==== Data entries
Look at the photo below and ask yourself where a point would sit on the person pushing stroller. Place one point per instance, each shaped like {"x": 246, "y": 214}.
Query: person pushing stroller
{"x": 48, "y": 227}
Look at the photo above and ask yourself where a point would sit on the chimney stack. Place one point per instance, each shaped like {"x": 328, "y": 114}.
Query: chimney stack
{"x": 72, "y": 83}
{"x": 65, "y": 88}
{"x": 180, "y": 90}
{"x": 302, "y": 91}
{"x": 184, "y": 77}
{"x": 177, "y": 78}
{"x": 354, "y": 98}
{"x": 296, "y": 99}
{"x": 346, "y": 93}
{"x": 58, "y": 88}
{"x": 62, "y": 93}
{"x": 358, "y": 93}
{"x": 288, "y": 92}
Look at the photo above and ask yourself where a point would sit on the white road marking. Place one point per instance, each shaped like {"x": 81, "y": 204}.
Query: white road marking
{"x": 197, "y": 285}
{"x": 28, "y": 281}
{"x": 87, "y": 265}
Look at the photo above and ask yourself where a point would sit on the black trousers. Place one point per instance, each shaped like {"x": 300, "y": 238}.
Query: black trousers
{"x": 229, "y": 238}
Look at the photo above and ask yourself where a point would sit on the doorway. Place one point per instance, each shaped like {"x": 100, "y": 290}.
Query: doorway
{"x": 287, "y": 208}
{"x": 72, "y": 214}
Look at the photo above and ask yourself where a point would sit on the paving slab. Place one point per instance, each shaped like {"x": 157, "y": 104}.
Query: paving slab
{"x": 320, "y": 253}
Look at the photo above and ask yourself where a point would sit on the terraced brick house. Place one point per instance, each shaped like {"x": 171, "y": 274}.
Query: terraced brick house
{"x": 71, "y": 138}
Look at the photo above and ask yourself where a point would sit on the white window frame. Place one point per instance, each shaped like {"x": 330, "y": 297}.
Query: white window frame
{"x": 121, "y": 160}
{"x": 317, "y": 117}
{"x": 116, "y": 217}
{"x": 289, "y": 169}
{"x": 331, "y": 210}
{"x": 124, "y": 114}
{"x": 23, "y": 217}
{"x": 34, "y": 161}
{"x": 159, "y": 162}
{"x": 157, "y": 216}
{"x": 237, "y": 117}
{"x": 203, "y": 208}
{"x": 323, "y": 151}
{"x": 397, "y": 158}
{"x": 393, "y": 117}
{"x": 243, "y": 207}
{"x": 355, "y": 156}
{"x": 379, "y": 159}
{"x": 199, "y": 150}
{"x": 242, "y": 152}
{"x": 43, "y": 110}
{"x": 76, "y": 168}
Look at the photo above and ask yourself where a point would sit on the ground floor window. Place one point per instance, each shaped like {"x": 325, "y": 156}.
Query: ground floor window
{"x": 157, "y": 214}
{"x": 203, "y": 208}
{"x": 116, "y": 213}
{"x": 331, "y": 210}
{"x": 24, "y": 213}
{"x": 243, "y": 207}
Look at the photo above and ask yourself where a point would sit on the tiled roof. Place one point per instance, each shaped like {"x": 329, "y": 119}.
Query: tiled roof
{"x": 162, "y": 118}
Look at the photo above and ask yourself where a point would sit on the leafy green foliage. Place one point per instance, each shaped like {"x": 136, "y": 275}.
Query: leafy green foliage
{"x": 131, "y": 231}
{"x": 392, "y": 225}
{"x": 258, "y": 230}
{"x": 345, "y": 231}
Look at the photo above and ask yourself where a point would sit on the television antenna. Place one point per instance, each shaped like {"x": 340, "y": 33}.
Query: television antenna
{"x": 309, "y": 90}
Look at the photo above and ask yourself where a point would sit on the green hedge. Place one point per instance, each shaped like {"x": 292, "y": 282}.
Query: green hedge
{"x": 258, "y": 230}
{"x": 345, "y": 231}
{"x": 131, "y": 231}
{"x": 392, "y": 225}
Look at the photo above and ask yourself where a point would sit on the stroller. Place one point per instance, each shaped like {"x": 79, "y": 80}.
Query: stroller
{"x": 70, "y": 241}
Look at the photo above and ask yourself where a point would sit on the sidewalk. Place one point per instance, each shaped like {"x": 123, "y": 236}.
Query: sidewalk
========
* **What you will do**
Copy out the rows word for word, starting at the line that contains "on the stroller." and continuing through the last line of the rows.

* **Exercise result**
Look at the photo above and ask yourself where a point would sit on the stroller. Place one point per instance, each shaped like {"x": 79, "y": 80}.
Query: stroller
{"x": 70, "y": 241}
Look at the photo above and ask yourself where a point would sit on the sidewalk. Place one point per instance, each shaped like {"x": 123, "y": 236}.
Query: sidewalk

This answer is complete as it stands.